→ Dataset rows:
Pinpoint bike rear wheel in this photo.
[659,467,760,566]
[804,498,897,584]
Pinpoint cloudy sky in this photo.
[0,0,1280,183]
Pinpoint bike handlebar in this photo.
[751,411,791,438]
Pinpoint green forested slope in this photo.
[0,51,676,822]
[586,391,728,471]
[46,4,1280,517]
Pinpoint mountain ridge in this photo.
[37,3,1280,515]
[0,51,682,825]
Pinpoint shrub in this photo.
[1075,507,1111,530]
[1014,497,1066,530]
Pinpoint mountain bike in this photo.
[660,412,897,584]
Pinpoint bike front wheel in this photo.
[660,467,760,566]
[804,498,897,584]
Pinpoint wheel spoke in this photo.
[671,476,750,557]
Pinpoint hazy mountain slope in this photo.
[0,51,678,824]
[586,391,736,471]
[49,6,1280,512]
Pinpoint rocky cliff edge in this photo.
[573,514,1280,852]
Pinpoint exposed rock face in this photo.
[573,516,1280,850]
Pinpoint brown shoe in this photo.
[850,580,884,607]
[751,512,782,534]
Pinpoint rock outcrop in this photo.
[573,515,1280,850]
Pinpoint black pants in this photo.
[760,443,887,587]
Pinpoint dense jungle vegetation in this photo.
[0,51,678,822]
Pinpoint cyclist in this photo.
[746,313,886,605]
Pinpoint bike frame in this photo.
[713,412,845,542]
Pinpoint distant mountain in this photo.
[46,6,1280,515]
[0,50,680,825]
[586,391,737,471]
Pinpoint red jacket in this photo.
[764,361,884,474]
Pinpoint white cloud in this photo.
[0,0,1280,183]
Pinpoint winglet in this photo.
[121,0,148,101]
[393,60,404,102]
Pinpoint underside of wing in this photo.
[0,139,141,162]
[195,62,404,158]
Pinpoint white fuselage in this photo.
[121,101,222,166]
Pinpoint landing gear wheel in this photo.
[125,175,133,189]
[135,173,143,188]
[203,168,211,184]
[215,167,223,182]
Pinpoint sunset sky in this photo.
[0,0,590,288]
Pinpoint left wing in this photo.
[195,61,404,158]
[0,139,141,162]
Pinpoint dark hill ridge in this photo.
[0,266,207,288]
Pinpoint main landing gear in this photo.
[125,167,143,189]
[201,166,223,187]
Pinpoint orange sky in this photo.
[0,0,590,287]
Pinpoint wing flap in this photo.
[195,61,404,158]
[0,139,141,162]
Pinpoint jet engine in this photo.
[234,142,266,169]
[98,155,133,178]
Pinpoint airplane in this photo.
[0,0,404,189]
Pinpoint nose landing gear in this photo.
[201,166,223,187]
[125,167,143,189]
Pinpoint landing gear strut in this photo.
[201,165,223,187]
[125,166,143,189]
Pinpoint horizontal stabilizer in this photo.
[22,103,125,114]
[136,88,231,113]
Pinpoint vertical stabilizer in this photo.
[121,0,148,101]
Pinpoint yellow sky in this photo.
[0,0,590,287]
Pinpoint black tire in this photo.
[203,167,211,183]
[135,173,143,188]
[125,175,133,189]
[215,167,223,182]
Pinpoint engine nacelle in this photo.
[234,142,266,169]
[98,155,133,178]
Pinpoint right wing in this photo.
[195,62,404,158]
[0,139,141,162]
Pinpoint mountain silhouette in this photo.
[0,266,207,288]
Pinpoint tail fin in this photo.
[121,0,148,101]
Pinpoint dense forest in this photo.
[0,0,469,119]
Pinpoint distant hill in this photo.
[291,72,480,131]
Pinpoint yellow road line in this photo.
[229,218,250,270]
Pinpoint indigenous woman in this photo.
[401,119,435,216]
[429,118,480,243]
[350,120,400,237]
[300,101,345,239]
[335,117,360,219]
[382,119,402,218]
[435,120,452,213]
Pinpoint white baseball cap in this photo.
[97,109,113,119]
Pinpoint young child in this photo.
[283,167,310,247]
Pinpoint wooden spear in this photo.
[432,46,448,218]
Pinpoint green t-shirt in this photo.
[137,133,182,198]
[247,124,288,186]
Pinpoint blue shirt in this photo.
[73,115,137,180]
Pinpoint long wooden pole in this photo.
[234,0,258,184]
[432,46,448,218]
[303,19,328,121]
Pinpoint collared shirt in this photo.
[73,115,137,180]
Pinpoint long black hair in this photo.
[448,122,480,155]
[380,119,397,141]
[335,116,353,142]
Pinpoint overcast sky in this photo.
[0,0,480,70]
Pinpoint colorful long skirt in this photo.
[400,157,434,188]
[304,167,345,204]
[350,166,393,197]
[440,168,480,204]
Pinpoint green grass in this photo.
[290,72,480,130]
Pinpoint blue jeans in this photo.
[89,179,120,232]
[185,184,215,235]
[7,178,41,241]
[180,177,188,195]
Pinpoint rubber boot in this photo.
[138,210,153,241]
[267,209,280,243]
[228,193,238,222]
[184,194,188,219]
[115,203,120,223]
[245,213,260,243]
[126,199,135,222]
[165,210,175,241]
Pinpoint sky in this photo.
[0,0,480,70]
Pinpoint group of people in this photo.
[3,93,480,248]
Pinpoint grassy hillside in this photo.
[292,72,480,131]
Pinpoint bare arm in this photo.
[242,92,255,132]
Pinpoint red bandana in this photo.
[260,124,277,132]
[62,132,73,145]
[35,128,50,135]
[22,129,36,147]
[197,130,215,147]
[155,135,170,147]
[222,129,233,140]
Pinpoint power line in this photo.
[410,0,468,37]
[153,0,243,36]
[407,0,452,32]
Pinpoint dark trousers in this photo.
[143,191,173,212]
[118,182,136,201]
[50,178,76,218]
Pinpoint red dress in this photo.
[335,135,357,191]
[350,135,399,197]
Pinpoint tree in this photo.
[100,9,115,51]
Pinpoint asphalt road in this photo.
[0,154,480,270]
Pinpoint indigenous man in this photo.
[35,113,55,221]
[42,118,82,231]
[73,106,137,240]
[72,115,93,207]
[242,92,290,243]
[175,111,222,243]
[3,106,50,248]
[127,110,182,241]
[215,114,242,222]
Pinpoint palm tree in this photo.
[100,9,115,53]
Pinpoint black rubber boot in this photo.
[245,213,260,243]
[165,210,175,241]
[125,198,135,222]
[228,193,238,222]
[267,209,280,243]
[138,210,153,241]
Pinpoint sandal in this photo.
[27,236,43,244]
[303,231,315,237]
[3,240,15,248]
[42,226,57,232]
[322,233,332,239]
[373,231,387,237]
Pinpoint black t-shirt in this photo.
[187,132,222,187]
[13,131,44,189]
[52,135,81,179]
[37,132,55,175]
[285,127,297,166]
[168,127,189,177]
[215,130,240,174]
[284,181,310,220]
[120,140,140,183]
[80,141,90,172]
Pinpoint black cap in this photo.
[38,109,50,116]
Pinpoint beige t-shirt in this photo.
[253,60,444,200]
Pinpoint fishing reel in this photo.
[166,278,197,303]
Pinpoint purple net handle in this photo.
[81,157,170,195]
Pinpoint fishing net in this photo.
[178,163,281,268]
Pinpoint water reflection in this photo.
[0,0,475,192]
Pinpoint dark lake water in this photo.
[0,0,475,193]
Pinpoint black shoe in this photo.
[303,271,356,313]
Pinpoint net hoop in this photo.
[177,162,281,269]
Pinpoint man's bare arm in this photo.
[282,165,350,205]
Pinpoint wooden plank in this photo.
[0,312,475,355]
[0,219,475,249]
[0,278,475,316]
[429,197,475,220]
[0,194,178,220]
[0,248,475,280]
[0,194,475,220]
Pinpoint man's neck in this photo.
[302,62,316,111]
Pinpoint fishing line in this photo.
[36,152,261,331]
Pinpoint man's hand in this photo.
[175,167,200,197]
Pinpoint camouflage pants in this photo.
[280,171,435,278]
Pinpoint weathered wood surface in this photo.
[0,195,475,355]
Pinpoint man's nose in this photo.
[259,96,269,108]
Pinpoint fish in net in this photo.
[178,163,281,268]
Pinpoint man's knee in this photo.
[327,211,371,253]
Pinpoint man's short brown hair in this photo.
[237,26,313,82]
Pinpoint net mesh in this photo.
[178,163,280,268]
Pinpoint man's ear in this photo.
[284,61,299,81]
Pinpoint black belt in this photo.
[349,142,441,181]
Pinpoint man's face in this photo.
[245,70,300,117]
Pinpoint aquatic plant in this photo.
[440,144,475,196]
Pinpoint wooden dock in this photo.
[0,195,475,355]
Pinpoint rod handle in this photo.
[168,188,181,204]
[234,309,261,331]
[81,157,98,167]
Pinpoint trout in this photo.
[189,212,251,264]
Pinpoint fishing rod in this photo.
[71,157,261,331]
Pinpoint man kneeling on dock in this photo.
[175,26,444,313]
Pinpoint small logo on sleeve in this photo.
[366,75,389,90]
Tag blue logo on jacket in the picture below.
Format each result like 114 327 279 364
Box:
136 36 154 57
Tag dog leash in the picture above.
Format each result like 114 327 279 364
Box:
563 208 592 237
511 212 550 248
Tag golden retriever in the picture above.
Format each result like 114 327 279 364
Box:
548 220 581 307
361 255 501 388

→ Directions for this task: Swap "wooden plank" for "timber board" in the listing lines starting at "Pinpoint dark lake water in this photo." and ending at "[175,167,200,197]", changing nothing else. Return only those lines.

→ Solution:
Pinpoint dark lake water in this photo.
[0,0,475,193]
Pinpoint black shoe in this photo.
[303,271,356,313]
Pinpoint net hoop in this photo.
[177,162,281,269]
Pinpoint man's bare arm in this photo.
[282,165,350,205]
Pinpoint timber board in this photo.
[0,312,475,355]
[0,219,475,249]
[0,278,475,316]
[429,197,475,220]
[0,194,178,220]
[0,248,475,280]
[0,194,475,220]
Pinpoint man's neck in this photo.
[302,62,316,111]
Pinpoint fishing line in this photo.
[36,152,261,331]
Pinpoint man's hand in this photo.
[175,167,200,197]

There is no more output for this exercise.